» **抜粋した文章**
==============================

こうん

ソフト/クワイエットのこうんのレビュー・感想・評価

ソフト/クワイエット(2022年製作の映画)
4.4
ヘドが出そうなくらいに心底イヤな人たちの最悪な言動に、“1ショット”という映画的な束縛の中で面と向かわなければならない90数分、本当にイヤでしたね~。
金曜の夜に観るもんじゃないわ。へとへとに疲れました。

当然、作り手たちは本作の主たるキャラクターたちの思想信条や言動を「クソ!」と思っているわけで、それをこういう形で映画に落とし込んだその胆力にはまずお疲れさまと申し上げたいですかね。大嫌いなタイプの人間のことを考え続け、はたまた演じ続ける、というのは本当に精神が削がれますよ。その作業をちょっと想像しただけで「酒!持ってきて!」となっちゃう。えらいなぁ。

さて本作の肝である、暴走するヘイト感情を“1ショット”で描く、というアイデアはうまくいっている部分もあれば、お話が進むにつれて次第にそぐわなくなってくる、という印象を受けましたかね。
特に姉妹のコテージに入ってからは、起こっていることはブラックなスラップスティックなのに語りが生々しくシリアスで、ちぐはぐなニュアンスが強くなってくる。展開も1ショットであることの無理も生じてきたりして、それがノイズになったりもしているんじゃないかしら。

==============================

» **指示と条件**
上にある映画『ソフト/クワイエット』のレビューを、最後の文のあとから引き取って続きを書いてください。

==============================

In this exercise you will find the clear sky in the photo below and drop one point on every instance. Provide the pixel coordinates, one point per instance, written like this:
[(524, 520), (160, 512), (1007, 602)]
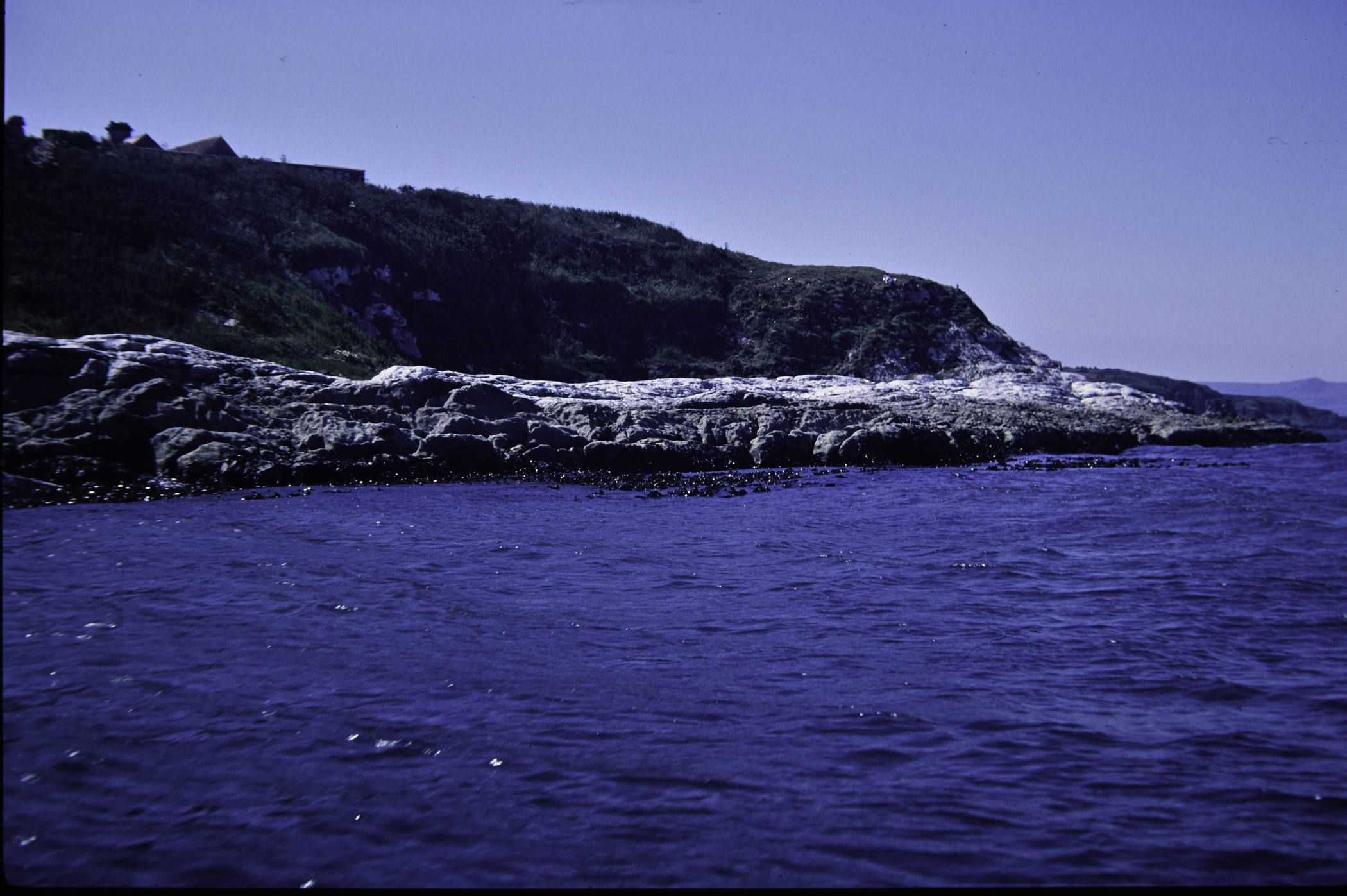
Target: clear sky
[(1156, 186)]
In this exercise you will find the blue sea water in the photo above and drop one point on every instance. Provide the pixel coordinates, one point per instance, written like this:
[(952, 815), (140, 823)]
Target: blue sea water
[(930, 677)]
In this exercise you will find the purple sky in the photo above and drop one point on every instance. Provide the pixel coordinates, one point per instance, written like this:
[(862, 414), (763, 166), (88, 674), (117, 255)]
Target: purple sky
[(1156, 186)]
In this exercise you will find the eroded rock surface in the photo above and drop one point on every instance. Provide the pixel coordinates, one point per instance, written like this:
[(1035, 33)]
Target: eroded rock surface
[(133, 409)]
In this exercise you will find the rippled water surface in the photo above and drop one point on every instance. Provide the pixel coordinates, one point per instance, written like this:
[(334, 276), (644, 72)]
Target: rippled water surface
[(915, 677)]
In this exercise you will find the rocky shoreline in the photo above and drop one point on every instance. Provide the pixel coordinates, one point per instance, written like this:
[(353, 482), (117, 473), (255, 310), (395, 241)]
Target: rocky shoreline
[(122, 417)]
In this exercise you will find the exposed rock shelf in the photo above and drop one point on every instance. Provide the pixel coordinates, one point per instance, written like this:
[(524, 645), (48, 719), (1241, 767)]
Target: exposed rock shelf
[(92, 416)]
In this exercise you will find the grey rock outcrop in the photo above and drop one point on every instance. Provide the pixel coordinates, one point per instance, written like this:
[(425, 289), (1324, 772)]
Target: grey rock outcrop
[(117, 409)]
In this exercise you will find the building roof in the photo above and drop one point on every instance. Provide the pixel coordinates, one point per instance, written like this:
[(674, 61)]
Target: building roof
[(210, 146)]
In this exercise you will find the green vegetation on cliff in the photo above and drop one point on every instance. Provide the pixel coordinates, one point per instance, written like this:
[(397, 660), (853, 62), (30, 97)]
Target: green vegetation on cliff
[(289, 264)]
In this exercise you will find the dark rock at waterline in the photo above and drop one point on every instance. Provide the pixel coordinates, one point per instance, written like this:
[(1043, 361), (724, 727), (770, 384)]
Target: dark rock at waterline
[(135, 417)]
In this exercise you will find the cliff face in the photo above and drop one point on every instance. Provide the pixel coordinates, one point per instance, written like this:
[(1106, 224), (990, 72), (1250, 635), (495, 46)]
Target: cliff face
[(285, 264), (1205, 399)]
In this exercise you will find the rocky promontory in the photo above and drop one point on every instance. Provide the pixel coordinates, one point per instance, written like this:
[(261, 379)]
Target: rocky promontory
[(128, 416)]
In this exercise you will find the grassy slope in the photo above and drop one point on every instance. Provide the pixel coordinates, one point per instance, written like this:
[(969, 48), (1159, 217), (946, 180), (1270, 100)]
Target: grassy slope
[(1205, 399), (116, 239)]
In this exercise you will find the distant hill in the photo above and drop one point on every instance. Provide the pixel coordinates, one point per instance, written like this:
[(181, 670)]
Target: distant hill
[(1315, 393), (1203, 399), (292, 266)]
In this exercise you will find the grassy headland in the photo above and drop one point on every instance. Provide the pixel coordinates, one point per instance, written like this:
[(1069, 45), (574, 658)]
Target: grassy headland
[(289, 264)]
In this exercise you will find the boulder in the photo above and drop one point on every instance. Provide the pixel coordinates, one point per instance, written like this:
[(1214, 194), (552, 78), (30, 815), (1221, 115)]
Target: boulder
[(554, 437), (348, 439), (782, 449), (209, 461), (487, 402), (461, 449)]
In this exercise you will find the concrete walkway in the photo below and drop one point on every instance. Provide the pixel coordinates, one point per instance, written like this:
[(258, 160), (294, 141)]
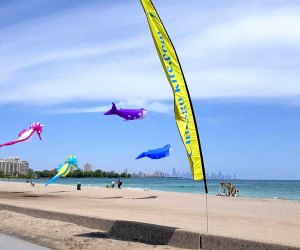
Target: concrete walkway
[(11, 243)]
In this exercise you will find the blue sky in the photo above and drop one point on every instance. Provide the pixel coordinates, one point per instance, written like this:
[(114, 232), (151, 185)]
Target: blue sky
[(64, 62)]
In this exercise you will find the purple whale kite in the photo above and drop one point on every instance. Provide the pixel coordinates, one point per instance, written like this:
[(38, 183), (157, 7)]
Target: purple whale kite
[(127, 114), (157, 153), (25, 134)]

==============================

» **結果**
1ショットで収めるにはいろいろな(面白い)ことが矢継ぎ早に起きすぎるしフィクション度が強まって、おそらく企図したであろう“暴走するヘイトクライムに観客を引きずり込む”というコンセプトの中に観客が我に返るスキを与えていて、ちょっと浮いちゃっている気がしましたかね。
そういう意味で1ショットにこだわることで躓いている気もするし、やはりどうしても語りとして弛緩してしまうところがあると思う。

宣伝でも“全編1ショット”を謳っているけども、例えば、効果的な1カットだけインサートするとかね、そういう技法的なひねりがあっても良かったんじゃないですかね。
ベタですけど、もう後戻り不能の状態で窓に映る自身の醜い姿に主人公がハッと我に返る、とかね。そういうひねりでもって主題が強調されるということもあるんじゃないかしらん。
全編1ショットというコンセプトは今日日珍しくもないので、それだけじゃない1アイデアが欲しかったかしら。

一方で、その主題というのが、ヘイトクライムになだれ込む主人公たちの視線に観客を伴走させることで、観客の中にあるかもしれないヘイト感情を突き付ける、ということだと思うんですが、おれもそういう悪感情に無関係ではないなぁと思って、ちょっとゾッとしましたね。
東アジア人のひとりである私ですけど本作を観ていて、島国で生まれ育ったこのメンタリティは北アメリカにおける白人に近いものがあると思うし、実際に彼女たちみたいな排他的なバカはいっぱいいますよね。
そういう無知蒙昧で非論理的なバカがヘイト感情を発動させるものですけど、そのヘイト感情の種が自分の中にはない、と言い切れないし、そのバカが会社や隣近所にいるかもしれないという事実があることで、なおさらに本作の恐ろしさが臓腑に沁みましたことです。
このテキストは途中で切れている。